Isoleucine 309 acts as a C4 catalytic switch that increases ribulose-1,5-bisphosphate carboxylase/oxygenase (rubisco) carboxylation rate in Flaveria

Improving global yields of important agricultural crops is a complex challenge. Enhancing yield and resource use by engineering improvements to photosynthetic carbon assimilation is one potential solution. During the last 40 million years C-4 photosynthesis has evolved multiple times, enabling plants to evade the catalytic inadequacies of the CO2-fixing enzyme, ribulose-1,5-bisphosphate carboxylase/oxygenase (rubisco). Compared with their C-3 ancestors, C-4 plants combine a faster rubisco with a biochemical CO2-concentrating mechanism, enabling more efficient use of water and nitrogen and enhanced yield. Here we show the versatility of plastome manipulation in tobacco for identifying sequences in C-4-rubisco that can be transplanted into C-3-rubisco to improve carboxylation rate (V-C). Using transplastomic tobacco lines expressing native and mutated rubisco large subunits (L-subunits) from Flaveria pringlei (C-3), Flaveria floridana (C-3-C-4), and Flaveria bidentis (C-4), we reveal that Met-309-Ile substitutions in the L-subunit act as a catalytic switch between C-4 ((309)Ile; faster V-C, lower CO2 affinity) and C-3 ((309)Met; slower V-C, higher CO2 affinity) catalysis. Application of this transplastomic system permits further identification of other structural solutions selected by nature that can increase rubisco V-C in C-3 crops. Coengineering a catalytically faster C-3 rubisco and a CO2-concentrating mechanism within C-3 crop species could enhance their efficiency in resource use and yield.

[Requirement]: In the Flaveria rubisco text above, which residue at position 309 of the large subunit marks C4 catalysis? Please answer in one sentence.

[Data extracts]:
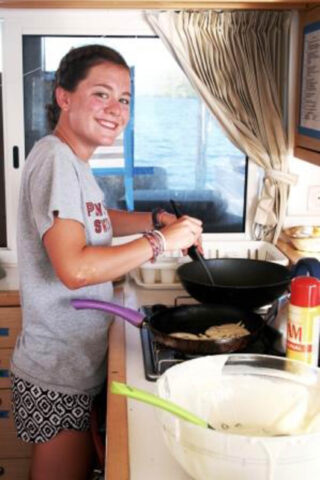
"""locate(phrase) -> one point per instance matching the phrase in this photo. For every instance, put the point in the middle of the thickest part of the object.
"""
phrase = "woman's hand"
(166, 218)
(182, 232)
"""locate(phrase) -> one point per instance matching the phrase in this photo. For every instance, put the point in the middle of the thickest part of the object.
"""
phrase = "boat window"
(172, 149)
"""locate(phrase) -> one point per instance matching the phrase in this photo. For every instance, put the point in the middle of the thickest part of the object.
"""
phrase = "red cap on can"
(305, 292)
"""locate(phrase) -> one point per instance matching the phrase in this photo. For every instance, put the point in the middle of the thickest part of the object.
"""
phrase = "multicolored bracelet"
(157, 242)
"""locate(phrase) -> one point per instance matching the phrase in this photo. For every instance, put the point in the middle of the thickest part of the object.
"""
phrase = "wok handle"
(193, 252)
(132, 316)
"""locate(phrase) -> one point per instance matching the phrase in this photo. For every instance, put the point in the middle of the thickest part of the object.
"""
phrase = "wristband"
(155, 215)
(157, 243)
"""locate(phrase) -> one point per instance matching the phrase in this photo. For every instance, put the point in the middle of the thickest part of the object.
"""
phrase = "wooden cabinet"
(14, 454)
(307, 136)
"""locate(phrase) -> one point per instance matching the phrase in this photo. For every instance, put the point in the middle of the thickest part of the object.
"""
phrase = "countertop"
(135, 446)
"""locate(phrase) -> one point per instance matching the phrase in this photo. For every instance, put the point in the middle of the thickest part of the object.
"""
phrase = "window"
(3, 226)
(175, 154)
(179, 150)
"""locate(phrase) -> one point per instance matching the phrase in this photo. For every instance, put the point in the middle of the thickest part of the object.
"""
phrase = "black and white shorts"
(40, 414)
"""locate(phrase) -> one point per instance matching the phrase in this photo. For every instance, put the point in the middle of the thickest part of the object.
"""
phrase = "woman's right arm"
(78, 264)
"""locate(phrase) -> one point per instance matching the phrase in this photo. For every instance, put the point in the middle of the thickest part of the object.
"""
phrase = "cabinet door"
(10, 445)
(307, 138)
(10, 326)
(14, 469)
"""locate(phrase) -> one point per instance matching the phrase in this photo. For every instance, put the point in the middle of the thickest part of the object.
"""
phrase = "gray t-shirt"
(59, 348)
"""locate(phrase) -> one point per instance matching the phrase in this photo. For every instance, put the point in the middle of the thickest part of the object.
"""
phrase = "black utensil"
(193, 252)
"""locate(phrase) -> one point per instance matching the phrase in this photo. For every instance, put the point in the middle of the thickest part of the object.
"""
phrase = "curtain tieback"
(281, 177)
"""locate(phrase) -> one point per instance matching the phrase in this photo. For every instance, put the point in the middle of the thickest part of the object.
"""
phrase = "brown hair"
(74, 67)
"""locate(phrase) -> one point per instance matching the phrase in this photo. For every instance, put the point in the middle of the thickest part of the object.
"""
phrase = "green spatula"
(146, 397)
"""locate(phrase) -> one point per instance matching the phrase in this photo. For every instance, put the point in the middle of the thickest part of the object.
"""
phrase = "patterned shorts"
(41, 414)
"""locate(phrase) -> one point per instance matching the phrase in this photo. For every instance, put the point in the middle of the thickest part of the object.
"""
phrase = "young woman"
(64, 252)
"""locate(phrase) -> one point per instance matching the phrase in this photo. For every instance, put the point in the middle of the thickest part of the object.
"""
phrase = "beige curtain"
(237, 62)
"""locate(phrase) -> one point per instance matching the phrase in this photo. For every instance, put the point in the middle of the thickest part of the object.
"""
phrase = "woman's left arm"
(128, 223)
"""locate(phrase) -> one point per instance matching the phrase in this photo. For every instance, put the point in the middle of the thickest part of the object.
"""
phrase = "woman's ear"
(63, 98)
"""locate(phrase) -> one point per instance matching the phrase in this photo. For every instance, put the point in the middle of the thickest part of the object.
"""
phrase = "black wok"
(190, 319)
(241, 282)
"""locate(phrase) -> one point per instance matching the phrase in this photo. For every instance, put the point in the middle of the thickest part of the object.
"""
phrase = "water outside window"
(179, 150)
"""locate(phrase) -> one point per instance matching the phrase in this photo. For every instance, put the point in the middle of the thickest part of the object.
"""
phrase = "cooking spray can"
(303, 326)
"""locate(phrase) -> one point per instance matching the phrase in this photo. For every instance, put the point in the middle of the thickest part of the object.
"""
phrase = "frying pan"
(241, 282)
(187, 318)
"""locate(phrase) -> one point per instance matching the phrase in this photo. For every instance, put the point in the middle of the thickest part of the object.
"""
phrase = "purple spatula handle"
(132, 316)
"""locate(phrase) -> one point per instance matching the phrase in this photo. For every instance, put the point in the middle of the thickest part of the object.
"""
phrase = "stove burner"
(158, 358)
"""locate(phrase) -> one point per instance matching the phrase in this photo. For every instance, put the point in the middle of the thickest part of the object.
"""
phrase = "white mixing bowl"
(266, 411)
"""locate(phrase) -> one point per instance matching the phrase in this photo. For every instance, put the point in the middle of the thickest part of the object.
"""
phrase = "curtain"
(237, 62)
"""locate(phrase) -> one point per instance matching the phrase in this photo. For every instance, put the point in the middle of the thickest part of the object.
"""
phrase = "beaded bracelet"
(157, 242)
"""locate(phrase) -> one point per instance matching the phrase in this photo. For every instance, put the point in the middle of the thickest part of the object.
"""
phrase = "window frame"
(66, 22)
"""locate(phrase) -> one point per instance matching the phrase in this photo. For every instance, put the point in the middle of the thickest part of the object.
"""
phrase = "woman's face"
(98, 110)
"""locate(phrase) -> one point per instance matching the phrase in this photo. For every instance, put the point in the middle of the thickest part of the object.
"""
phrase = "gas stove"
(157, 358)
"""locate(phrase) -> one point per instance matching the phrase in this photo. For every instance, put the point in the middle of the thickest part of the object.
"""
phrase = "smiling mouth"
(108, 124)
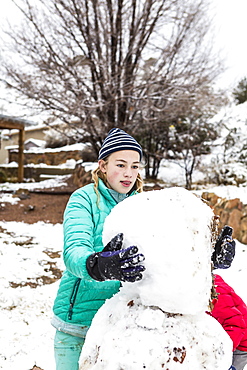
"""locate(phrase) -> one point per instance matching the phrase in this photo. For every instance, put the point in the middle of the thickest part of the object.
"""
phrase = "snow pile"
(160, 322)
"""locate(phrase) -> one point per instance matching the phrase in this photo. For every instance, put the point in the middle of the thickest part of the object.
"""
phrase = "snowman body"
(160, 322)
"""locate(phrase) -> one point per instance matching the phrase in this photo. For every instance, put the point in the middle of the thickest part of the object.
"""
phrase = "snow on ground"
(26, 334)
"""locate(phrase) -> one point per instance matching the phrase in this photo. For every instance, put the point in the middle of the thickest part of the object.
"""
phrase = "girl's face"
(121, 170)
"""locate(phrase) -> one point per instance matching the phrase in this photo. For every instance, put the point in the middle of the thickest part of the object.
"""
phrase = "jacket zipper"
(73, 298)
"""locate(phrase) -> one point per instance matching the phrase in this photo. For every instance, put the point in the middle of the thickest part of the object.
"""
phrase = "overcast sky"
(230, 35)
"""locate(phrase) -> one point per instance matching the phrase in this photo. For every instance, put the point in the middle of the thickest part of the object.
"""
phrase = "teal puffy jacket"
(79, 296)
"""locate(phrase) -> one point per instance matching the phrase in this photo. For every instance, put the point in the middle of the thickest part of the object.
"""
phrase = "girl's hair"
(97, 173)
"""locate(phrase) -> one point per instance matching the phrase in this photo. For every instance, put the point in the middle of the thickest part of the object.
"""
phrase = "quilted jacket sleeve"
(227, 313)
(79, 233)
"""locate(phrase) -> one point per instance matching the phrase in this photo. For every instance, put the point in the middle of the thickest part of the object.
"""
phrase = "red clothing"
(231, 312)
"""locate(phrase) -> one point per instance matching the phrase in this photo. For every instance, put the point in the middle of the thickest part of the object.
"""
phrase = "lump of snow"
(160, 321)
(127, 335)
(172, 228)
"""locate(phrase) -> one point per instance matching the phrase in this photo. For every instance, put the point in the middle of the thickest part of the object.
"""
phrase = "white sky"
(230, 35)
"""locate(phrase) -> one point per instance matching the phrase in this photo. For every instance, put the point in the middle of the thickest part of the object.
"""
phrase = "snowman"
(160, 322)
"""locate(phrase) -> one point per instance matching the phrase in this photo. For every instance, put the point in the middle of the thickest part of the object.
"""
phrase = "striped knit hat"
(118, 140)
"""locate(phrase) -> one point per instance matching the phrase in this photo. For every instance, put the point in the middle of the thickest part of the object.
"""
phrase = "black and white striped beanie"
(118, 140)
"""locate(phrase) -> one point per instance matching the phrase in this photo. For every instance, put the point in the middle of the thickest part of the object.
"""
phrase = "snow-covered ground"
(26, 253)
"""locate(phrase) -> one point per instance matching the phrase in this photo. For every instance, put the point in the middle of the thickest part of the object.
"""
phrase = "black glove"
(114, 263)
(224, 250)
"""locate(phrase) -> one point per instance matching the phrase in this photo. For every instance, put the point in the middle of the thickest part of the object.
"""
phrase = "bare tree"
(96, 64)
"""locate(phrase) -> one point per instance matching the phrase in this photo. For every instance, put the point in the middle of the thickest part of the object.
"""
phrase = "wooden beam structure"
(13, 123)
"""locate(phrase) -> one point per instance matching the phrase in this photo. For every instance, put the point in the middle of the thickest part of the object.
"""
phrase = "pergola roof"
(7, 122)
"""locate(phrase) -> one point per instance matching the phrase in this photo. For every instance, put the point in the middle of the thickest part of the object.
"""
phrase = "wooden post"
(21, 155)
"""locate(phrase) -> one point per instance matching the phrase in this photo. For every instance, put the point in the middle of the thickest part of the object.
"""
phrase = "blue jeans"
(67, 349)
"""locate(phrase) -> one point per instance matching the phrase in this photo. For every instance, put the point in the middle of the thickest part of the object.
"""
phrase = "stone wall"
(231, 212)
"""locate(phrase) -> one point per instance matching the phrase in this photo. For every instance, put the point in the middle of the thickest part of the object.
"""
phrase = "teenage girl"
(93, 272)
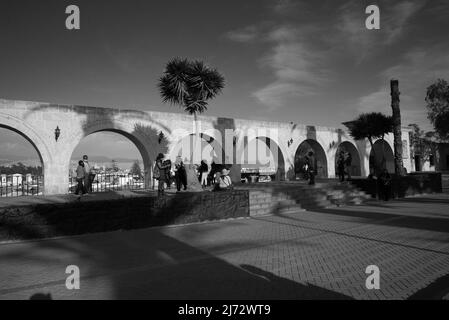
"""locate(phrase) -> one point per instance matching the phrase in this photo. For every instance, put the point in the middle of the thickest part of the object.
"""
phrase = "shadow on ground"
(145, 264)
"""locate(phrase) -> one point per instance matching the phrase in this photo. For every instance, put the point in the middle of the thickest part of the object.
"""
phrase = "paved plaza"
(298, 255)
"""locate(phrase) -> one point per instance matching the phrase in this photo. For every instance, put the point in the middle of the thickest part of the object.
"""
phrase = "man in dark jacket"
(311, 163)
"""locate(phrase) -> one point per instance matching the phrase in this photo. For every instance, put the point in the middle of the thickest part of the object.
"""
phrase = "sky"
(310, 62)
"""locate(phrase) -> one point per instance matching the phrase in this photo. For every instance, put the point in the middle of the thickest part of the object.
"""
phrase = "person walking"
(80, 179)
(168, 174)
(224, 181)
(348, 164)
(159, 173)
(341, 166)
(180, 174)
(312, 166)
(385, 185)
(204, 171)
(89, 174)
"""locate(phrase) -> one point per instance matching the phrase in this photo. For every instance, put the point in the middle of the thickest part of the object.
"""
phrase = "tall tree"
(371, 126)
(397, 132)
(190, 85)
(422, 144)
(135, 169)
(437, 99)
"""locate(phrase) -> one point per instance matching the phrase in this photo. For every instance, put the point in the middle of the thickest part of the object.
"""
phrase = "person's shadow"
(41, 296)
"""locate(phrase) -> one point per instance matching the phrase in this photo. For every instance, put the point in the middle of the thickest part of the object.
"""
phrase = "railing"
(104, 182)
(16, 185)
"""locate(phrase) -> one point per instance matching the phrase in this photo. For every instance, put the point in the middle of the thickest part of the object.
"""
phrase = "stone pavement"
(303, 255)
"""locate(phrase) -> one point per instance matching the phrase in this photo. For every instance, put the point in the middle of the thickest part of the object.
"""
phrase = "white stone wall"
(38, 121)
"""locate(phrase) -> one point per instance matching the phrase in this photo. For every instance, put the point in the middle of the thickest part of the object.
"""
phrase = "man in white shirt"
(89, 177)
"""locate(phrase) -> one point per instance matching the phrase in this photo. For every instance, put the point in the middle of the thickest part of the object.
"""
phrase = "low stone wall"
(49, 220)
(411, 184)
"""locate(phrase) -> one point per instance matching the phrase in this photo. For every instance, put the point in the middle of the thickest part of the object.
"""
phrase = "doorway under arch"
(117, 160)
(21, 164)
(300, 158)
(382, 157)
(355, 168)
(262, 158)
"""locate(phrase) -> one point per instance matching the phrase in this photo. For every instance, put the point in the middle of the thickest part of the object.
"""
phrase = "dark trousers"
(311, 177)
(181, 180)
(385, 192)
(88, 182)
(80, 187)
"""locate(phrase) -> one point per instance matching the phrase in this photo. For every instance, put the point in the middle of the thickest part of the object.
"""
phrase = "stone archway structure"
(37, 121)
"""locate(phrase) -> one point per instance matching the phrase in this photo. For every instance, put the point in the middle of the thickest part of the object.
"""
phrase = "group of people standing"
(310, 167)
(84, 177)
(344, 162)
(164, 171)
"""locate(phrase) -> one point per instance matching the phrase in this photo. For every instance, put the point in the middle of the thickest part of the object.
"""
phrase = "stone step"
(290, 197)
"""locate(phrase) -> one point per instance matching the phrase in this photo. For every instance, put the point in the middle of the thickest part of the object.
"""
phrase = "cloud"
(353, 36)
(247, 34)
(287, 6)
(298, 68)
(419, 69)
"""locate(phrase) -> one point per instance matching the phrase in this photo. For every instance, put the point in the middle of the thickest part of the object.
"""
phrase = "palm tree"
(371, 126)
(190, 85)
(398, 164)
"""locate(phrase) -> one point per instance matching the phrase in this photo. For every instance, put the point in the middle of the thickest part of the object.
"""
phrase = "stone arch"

[Task response]: Isoleucine (309Ile) marks C4 catalysis, giving a faster carboxylation rate and lower CO2 affinity.